CONSEGNE
1 - A quale cifra mensile porta il salario minimo interprofessionale per il 2023 l'aumento descritto nel brano sul salario minimo in Spagna?
2 - Riprendi il brano sul salario minimo in Spagna e proseguilo dopo l'ultima frase.

═════ BRANO SCELTO ═════

Il governo, nei giorni scorsi ha annunciato  l’aumento dell’8% (pari a 80 euro) per il 2023 del salario minimo interprofessionale (Smi), portandolo a 1.080 euro mensili per 14 mensilità, con decorrenza dallo scorso mese di gennaio. In Italia siamo invece bloccati. E nell’era dell’AI non possiamo più permettercelo

Pubblicato il 06 Feb 2023

Lelio Demichelis

Docente di Sociologia economica Dipartimento di Economia- Università degli Studi dell’Insubria

spagna salario minimo italia

C’è un’Europa diversa, che invece di seguire le destre, il populismo neoliberale e le loro pessime ricette economiche e (anti)sociali, guarda a sinistra.

E vince con i risultati ottenuti. Ma questo successo, che deriva da un rovesciamento delle politiche dettate/imposte dall’ideologia neoliberale degli ultimi quarant’anni, lo vedono in pochi; pochi – anche a sinistra – si peritano di guardare a questo modello alternativo – di un socialismo riformista – preferendo, come in Italia continuare a guardare soprattutto ai mercati e all’impresa (un pessimo sistema imprenditoriale, in realtà, poco capace di fare innovazione e ricerca e di investire sulle persone, preferendo competere riducendo il costo del lavoro – precarizzandolo sempre più), e sempre meno ai lavoratori e alla riconversione ecologica. 

Il caso dell’ingegnera genovese con una proposta di stipendio di 750 euro al mese

Il modello spagnolo

È la Spagna – questo modello invece alternativo e virtuoso, con il suo governo appunto di sinistra e presieduto dal socialista Pedro Sánchez, in coalizione con Unidas Podemos, di cui fa parte la ministra del lavoro e vicepremier, Yolanda Díaz. E il governo, nei giorni scorsi ha annunciato  l’aumento dell’8% (pari a 80 euro) per il 2023 del salario minimo interprofessionale (Smi), portandolo a 1.080 euro mensili per 14 mensilità, con decorrenza dallo scorso mese di gennaio.

═════ MATERIALE FORNITO ═════

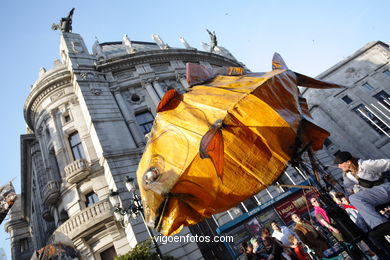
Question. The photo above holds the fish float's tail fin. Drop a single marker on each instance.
(211, 146)
(196, 74)
(306, 81)
(303, 80)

═════

RISULTATI
1 - A 1.080 euro mensili per 14 mensilità.

2 -
Sánchez ha colto l’occasione per criticare le grandi imprese che godono di profitti crescenti, anche in Spagna, ma che non aumentano il salario dei loro dipendenti – le imprese cogliendo anzi la scusa, offerta e sostenuta da tutti i banchieri centrali, che altrimenti si attiverebbe una spirale inflazione-salari pericolosissima, anche i banchieri centrali dimenticando però che l’inflazione che stiamo vivendo da mesi è l’effetto soprattutto degli extra-profitti delle imprese, non solo energetiche.

Doppiamente soddisfatta la ministra Yolanda Díaz che su Twitter ha commentato: “Grazie all’accordo con i sindacati rendiamo effettivo uno dei grandi obiettivi della legislatura”. E anche le pensioni aumenteranno, ma dell’8,5%. Soddisfazione è stata ovviamente espressa da parte dei sindacati spagnoli per i quali l’accordo andrà a vantaggio soprattutto dei 2,5 milioni di lavoratori, la gran parte donne e giovani di età compresa tra i 16 e i 34 anni, costretti in contratti a tempo determinato, favorendo inoltre la riduzione delle differenze salariali tra uomini e donne. Opposizione ha espresso invece la Confindustria spagnola, che non si è neppure seduta al tavolo negoziale con governo e sindacati.

E oggi è la Spagna, secondo il Fmi, a guidare la ripresa della zona Euro. Dunque, il sistema spagnolo dovrebbe essere preso davvero a modello. E invece in Europa vincono le destre neoliberiste e aziendaliste, anche con il voto di milioni di lavoratori che credono alla ricetta populista senza vedere che il populismo è la prosecuzione del neoliberismo con altri mezzi, sempre premiando la peggiore imprenditoria. Davvero la coscienza di classe sembra scomparsa, eppure mai come oggi il proletariato e il sottoproletariato sono stati così ampi, numerosi e diffusi. Un paradosso della storia e dell’antropologia (non solo italiana), accaduto in realtà anche giusto cento anni fa.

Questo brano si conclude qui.